[Location annotation dataset excerpts]
◆ ◆ ◆

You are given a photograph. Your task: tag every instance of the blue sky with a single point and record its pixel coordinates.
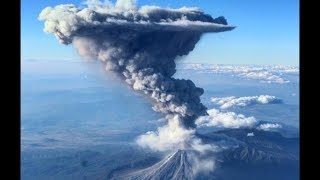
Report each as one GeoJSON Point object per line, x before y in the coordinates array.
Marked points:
{"type": "Point", "coordinates": [267, 32]}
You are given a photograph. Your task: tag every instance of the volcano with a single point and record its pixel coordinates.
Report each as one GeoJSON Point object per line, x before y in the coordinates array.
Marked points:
{"type": "Point", "coordinates": [177, 166]}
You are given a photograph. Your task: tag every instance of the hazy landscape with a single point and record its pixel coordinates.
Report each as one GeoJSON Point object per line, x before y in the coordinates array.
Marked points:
{"type": "Point", "coordinates": [79, 122]}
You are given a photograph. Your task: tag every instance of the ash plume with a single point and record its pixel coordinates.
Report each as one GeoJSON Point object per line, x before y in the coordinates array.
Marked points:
{"type": "Point", "coordinates": [140, 44]}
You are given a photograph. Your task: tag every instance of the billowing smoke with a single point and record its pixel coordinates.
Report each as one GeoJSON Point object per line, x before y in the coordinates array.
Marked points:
{"type": "Point", "coordinates": [141, 45]}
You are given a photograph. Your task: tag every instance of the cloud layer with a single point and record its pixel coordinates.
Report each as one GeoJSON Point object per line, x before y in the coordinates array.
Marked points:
{"type": "Point", "coordinates": [262, 73]}
{"type": "Point", "coordinates": [269, 127]}
{"type": "Point", "coordinates": [227, 102]}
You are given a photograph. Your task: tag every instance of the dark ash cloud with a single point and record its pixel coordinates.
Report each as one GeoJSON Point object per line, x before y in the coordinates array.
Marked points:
{"type": "Point", "coordinates": [140, 45]}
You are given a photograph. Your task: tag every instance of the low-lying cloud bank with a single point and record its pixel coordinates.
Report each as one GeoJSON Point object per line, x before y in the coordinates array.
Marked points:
{"type": "Point", "coordinates": [217, 118]}
{"type": "Point", "coordinates": [227, 102]}
{"type": "Point", "coordinates": [262, 73]}
{"type": "Point", "coordinates": [269, 127]}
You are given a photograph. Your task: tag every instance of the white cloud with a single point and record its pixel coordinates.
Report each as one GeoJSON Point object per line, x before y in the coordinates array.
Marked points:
{"type": "Point", "coordinates": [217, 118]}
{"type": "Point", "coordinates": [266, 77]}
{"type": "Point", "coordinates": [269, 127]}
{"type": "Point", "coordinates": [172, 137]}
{"type": "Point", "coordinates": [227, 102]}
{"type": "Point", "coordinates": [263, 73]}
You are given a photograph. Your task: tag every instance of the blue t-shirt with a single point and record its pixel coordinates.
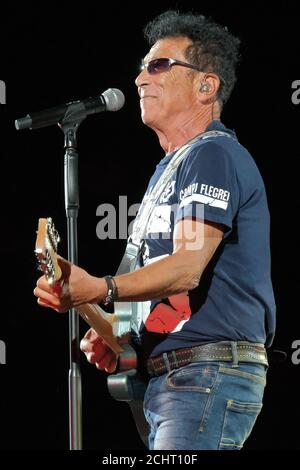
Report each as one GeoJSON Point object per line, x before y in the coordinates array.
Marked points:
{"type": "Point", "coordinates": [219, 181]}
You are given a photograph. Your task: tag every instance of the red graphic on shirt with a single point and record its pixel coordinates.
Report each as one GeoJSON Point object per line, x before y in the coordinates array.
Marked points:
{"type": "Point", "coordinates": [165, 318]}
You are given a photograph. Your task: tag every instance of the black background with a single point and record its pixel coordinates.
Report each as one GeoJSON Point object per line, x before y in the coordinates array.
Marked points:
{"type": "Point", "coordinates": [56, 52]}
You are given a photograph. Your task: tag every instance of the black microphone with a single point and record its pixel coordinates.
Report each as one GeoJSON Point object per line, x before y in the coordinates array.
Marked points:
{"type": "Point", "coordinates": [111, 100]}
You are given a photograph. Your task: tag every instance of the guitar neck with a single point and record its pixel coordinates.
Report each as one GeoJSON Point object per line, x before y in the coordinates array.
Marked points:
{"type": "Point", "coordinates": [101, 322]}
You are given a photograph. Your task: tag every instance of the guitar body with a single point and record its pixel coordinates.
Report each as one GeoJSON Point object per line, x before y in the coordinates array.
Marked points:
{"type": "Point", "coordinates": [114, 329]}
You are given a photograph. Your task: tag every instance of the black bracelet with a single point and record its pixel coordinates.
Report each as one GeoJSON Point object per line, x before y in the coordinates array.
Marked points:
{"type": "Point", "coordinates": [112, 291]}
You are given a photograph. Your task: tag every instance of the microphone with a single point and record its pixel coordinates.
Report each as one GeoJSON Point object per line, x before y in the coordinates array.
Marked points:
{"type": "Point", "coordinates": [110, 100]}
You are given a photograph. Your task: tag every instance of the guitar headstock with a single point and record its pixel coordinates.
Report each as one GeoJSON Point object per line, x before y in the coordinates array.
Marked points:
{"type": "Point", "coordinates": [47, 240]}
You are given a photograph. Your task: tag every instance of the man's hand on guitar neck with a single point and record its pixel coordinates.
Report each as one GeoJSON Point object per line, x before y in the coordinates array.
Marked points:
{"type": "Point", "coordinates": [76, 287]}
{"type": "Point", "coordinates": [97, 352]}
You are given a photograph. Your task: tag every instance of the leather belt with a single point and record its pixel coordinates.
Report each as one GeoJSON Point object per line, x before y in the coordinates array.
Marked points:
{"type": "Point", "coordinates": [228, 351]}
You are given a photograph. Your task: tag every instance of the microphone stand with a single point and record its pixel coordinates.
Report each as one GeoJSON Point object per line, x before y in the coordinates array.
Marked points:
{"type": "Point", "coordinates": [71, 191]}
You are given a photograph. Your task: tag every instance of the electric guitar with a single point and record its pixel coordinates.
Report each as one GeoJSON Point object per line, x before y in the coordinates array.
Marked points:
{"type": "Point", "coordinates": [125, 385]}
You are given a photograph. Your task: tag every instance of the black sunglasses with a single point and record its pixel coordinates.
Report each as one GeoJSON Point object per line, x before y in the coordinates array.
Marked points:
{"type": "Point", "coordinates": [163, 65]}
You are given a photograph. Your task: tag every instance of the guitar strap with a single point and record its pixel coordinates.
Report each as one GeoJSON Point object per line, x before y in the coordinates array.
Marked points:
{"type": "Point", "coordinates": [127, 311]}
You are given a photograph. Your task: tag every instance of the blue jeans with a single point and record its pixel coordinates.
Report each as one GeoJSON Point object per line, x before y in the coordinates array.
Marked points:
{"type": "Point", "coordinates": [204, 406]}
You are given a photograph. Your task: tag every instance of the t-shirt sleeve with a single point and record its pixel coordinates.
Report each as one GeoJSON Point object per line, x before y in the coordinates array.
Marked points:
{"type": "Point", "coordinates": [207, 186]}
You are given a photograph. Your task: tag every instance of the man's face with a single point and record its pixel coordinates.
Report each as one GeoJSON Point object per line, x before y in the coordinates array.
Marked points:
{"type": "Point", "coordinates": [168, 97]}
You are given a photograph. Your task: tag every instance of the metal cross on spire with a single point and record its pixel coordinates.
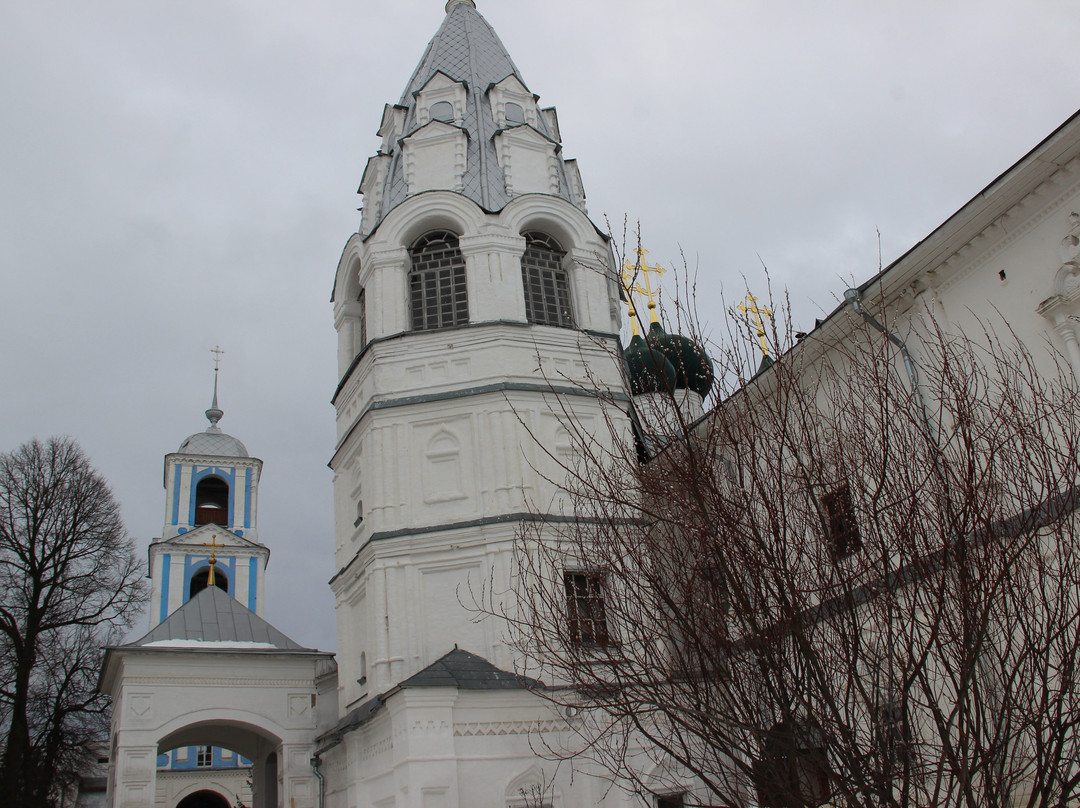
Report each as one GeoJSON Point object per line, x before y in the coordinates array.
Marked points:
{"type": "Point", "coordinates": [759, 314]}
{"type": "Point", "coordinates": [215, 413]}
{"type": "Point", "coordinates": [637, 278]}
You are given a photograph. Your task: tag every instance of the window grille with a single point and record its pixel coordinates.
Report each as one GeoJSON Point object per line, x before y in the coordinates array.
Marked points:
{"type": "Point", "coordinates": [545, 281]}
{"type": "Point", "coordinates": [586, 611]}
{"type": "Point", "coordinates": [437, 294]}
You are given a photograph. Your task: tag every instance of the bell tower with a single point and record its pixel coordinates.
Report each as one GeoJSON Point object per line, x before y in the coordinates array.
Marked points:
{"type": "Point", "coordinates": [475, 292]}
{"type": "Point", "coordinates": [211, 530]}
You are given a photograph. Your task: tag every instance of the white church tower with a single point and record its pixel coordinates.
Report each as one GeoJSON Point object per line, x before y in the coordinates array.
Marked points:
{"type": "Point", "coordinates": [475, 286]}
{"type": "Point", "coordinates": [211, 512]}
{"type": "Point", "coordinates": [476, 308]}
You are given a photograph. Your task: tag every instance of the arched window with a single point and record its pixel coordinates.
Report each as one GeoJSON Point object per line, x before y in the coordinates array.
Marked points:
{"type": "Point", "coordinates": [199, 581]}
{"type": "Point", "coordinates": [212, 501]}
{"type": "Point", "coordinates": [437, 294]}
{"type": "Point", "coordinates": [547, 285]}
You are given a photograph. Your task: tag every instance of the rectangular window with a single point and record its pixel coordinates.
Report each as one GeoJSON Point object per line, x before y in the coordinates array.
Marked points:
{"type": "Point", "coordinates": [671, 800]}
{"type": "Point", "coordinates": [840, 524]}
{"type": "Point", "coordinates": [362, 315]}
{"type": "Point", "coordinates": [585, 608]}
{"type": "Point", "coordinates": [793, 770]}
{"type": "Point", "coordinates": [893, 735]}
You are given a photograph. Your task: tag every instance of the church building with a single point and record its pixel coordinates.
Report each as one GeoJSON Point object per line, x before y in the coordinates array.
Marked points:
{"type": "Point", "coordinates": [477, 312]}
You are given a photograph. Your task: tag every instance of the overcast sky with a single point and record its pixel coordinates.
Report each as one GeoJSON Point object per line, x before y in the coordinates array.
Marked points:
{"type": "Point", "coordinates": [178, 174]}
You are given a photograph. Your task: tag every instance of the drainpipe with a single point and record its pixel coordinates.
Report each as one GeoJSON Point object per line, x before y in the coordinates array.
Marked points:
{"type": "Point", "coordinates": [315, 762]}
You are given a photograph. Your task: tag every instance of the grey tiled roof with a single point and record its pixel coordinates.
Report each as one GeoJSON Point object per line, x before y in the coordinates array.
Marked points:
{"type": "Point", "coordinates": [468, 672]}
{"type": "Point", "coordinates": [467, 50]}
{"type": "Point", "coordinates": [213, 616]}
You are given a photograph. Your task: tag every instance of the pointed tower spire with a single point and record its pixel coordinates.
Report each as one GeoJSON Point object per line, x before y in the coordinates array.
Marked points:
{"type": "Point", "coordinates": [467, 123]}
{"type": "Point", "coordinates": [215, 413]}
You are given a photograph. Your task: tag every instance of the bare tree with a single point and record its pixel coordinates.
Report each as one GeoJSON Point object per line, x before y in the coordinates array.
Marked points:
{"type": "Point", "coordinates": [69, 583]}
{"type": "Point", "coordinates": [856, 579]}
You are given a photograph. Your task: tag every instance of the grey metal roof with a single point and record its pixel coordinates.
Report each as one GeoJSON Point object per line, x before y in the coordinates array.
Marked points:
{"type": "Point", "coordinates": [213, 442]}
{"type": "Point", "coordinates": [215, 617]}
{"type": "Point", "coordinates": [468, 672]}
{"type": "Point", "coordinates": [467, 50]}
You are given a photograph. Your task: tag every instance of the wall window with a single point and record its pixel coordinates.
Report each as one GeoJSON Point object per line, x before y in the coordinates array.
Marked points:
{"type": "Point", "coordinates": [545, 282]}
{"type": "Point", "coordinates": [841, 528]}
{"type": "Point", "coordinates": [585, 608]}
{"type": "Point", "coordinates": [362, 321]}
{"type": "Point", "coordinates": [893, 735]}
{"type": "Point", "coordinates": [442, 111]}
{"type": "Point", "coordinates": [212, 501]}
{"type": "Point", "coordinates": [793, 770]}
{"type": "Point", "coordinates": [437, 294]}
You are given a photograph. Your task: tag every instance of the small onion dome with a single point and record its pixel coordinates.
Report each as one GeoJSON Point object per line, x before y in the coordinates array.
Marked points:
{"type": "Point", "coordinates": [693, 368]}
{"type": "Point", "coordinates": [650, 371]}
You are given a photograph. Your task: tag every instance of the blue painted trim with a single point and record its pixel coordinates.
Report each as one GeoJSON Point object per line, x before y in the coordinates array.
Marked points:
{"type": "Point", "coordinates": [253, 573]}
{"type": "Point", "coordinates": [165, 564]}
{"type": "Point", "coordinates": [177, 471]}
{"type": "Point", "coordinates": [247, 498]}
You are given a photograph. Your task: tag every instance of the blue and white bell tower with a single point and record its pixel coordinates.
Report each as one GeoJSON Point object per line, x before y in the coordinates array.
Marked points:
{"type": "Point", "coordinates": [211, 526]}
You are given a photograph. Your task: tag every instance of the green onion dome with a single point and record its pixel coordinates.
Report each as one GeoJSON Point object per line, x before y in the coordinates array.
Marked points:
{"type": "Point", "coordinates": [650, 371]}
{"type": "Point", "coordinates": [693, 368]}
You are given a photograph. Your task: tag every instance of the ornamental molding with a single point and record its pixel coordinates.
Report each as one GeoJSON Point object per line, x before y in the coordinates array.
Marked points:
{"type": "Point", "coordinates": [512, 727]}
{"type": "Point", "coordinates": [191, 682]}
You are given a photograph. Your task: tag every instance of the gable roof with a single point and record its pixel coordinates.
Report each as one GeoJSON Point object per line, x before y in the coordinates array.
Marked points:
{"type": "Point", "coordinates": [214, 620]}
{"type": "Point", "coordinates": [468, 672]}
{"type": "Point", "coordinates": [193, 538]}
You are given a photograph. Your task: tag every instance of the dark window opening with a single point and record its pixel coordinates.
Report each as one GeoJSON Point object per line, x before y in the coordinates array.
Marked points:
{"type": "Point", "coordinates": [212, 501]}
{"type": "Point", "coordinates": [362, 317]}
{"type": "Point", "coordinates": [545, 282]}
{"type": "Point", "coordinates": [841, 526]}
{"type": "Point", "coordinates": [671, 800]}
{"type": "Point", "coordinates": [893, 735]}
{"type": "Point", "coordinates": [515, 113]}
{"type": "Point", "coordinates": [793, 770]}
{"type": "Point", "coordinates": [199, 581]}
{"type": "Point", "coordinates": [437, 294]}
{"type": "Point", "coordinates": [586, 611]}
{"type": "Point", "coordinates": [442, 111]}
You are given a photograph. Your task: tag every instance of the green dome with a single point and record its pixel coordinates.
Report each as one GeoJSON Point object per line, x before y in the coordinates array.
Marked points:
{"type": "Point", "coordinates": [650, 371]}
{"type": "Point", "coordinates": [693, 368]}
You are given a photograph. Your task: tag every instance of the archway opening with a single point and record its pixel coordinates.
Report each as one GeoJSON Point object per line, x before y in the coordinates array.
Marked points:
{"type": "Point", "coordinates": [203, 799]}
{"type": "Point", "coordinates": [212, 501]}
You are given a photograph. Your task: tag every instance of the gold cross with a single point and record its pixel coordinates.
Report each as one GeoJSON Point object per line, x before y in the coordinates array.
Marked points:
{"type": "Point", "coordinates": [759, 313]}
{"type": "Point", "coordinates": [633, 277]}
{"type": "Point", "coordinates": [213, 557]}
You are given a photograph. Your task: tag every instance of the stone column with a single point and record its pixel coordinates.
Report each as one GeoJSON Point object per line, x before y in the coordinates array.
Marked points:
{"type": "Point", "coordinates": [387, 292]}
{"type": "Point", "coordinates": [494, 274]}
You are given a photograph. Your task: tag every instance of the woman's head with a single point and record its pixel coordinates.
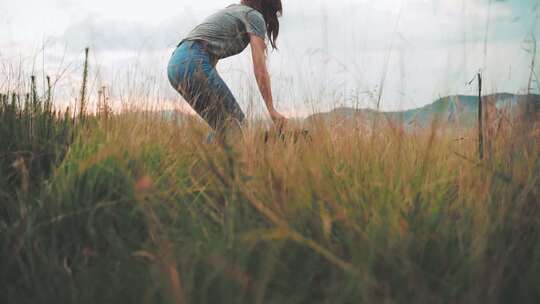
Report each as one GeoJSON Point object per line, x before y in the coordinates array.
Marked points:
{"type": "Point", "coordinates": [271, 10]}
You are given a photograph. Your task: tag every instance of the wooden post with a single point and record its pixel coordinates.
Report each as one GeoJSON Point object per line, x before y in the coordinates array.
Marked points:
{"type": "Point", "coordinates": [480, 120]}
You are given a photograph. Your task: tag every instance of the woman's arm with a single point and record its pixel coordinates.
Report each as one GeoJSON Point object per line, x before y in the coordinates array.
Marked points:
{"type": "Point", "coordinates": [258, 51]}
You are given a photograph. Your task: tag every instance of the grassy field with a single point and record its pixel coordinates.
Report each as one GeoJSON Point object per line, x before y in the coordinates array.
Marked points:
{"type": "Point", "coordinates": [134, 209]}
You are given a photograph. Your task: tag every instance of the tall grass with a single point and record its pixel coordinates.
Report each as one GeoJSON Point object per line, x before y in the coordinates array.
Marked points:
{"type": "Point", "coordinates": [140, 210]}
{"type": "Point", "coordinates": [136, 209]}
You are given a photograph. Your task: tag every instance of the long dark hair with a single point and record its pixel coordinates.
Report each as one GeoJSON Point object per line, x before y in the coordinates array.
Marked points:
{"type": "Point", "coordinates": [271, 11]}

◆ ◆ ◆

# [EXERCISE AIM]
Every line from the one containing "of the tall" through the end of the entries above must be echoed exactly, with both ends kept.

# [FINAL RESULT]
You are given a photograph. Your task: tag every instance of the tall grass with a single point and record its pixel coordinates.
Report each as one GeoJSON Point object per line, x before y in the coordinates array.
Marked points:
{"type": "Point", "coordinates": [140, 210]}
{"type": "Point", "coordinates": [136, 209]}
You are given a photograph. Your task: tag every instance of the long dark hair with a single point and record its pixel coordinates.
Report each as one GeoJSON Point object per line, x before y in the coordinates array.
Marked points:
{"type": "Point", "coordinates": [271, 11]}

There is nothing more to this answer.